◆ **The task**:
Copy out the whole text on OmpSs-2 language directives word for word.

◆ **Supplied text**:
○ ○ ○ ○
3. Language Directives

This chapter describes the OmpSs-2 language, this is, all the necessary elements to understand how an OmpSs-2 application executes and/or behaves in a parallel architecture. OmpSs-2 provides a simple path for users already familiarized with the OpenMP programming model to easily write (or port) their programs to OmpSs-2.

This description is completely guided by the list of OmpSs-2 directives. In each of the following sections we will find a short description of the directive, its specific syntax, the list of clauses (including the list of valid parameters for each clause and a short description for them). In addition, each section finalizes with a simple example showing how this directive can be used in a valid OmpSs-2 program.

As is the case of OpenMP in C and C++, OmpSs-2 directives are specified using the #pragma mechanism (provided by the base language) and in Fortran they are specified using special comments that are identified by a unique sentinel. The sentinel used in OmpSs-2 is oss. Compilers will typically ignore OmpSs-2 directives if support is disabled or not provided.

C/C++ format:

#pragma oss directive-name [clause[ [,] clause] ... ] new-line

Fortran format:

sentinel directive-name [clause[ [,] clause]...]

Where depend on Fortran fixed/free form:

  • The sentinels for fixed form can be: !$oss, c$oss or *$oss. Sentinels must start in column 1. Continued directive line must have a character other than a space or a zero in column 6.

  • The sentinel for free form must be !$oss. This sentinel can appear in any column as long as is not preceeded by any character different than space. Continued directive line must have an ampersand (&).
○ ○ ○ ○
◆ **Material supplied**:
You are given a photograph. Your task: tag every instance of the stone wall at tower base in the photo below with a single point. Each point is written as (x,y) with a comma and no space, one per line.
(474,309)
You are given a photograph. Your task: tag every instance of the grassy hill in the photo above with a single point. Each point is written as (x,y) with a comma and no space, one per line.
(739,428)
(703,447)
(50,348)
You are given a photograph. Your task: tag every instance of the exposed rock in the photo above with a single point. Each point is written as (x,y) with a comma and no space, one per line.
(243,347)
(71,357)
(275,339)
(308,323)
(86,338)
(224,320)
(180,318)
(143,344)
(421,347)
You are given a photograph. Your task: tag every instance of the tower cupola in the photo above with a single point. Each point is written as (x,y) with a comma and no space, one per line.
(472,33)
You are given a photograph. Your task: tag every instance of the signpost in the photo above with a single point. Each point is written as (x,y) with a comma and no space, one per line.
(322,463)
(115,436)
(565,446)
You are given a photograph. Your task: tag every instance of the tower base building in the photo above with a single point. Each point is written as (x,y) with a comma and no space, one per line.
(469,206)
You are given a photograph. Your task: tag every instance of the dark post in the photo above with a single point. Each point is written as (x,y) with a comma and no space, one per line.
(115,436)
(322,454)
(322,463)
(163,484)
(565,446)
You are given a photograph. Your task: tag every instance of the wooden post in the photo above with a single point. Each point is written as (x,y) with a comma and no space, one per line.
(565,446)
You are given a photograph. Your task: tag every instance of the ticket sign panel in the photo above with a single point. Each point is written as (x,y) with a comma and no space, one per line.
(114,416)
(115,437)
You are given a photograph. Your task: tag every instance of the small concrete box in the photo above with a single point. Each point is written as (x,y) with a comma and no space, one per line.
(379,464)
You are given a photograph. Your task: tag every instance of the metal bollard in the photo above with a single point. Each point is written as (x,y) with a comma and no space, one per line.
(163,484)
○ ○ ○ ○
◆ **Output below**:
3. Language Directives

This chapter describes the OmpSs-2 language, this is, all the necessary elements to understand how an OmpSs-2 application executes and/or behaves in a parallel architecture. OmpSs-2 provides a simple path for users already familiarized with the OpenMP programming model to easily write (or port) their programs to OmpSs-2.

This description is completely guided by the list of OmpSs-2 directives. In each of the following sections we will find a short description of the directive, its specific syntax, the list of clauses (including the list of valid parameters for each clause and a short description for them). In addition, each section finalizes with a simple example showing how this directive can be used in a valid OmpSs-2 program.

As is the case of OpenMP in C and C++, OmpSs-2 directives are specified using the #pragma mechanism (provided by the base language) and in Fortran they are specified using special comments that are identified by a unique sentinel. The sentinel used in OmpSs-2 is oss. Compilers will typically ignore OmpSs-2 directives if support is disabled or not provided.

C/C++ format:

#pragma oss directive-name [clause[ [,] clause] ... ] new-line

Fortran format:

sentinel directive-name [clause[ [,] clause]...]

Where depend on Fortran fixed/free form:

  • The sentinels for fixed form can be: !$oss, c$oss or *$oss. Sentinels must start in column 1. Continued directive line must have a character other than a space or a zero in column 6.

  • The sentinel for free form must be !$oss. This sentinel can appear in any column as long as is not preceeded by any character different than space. Continued directive line must have an ampersand (&).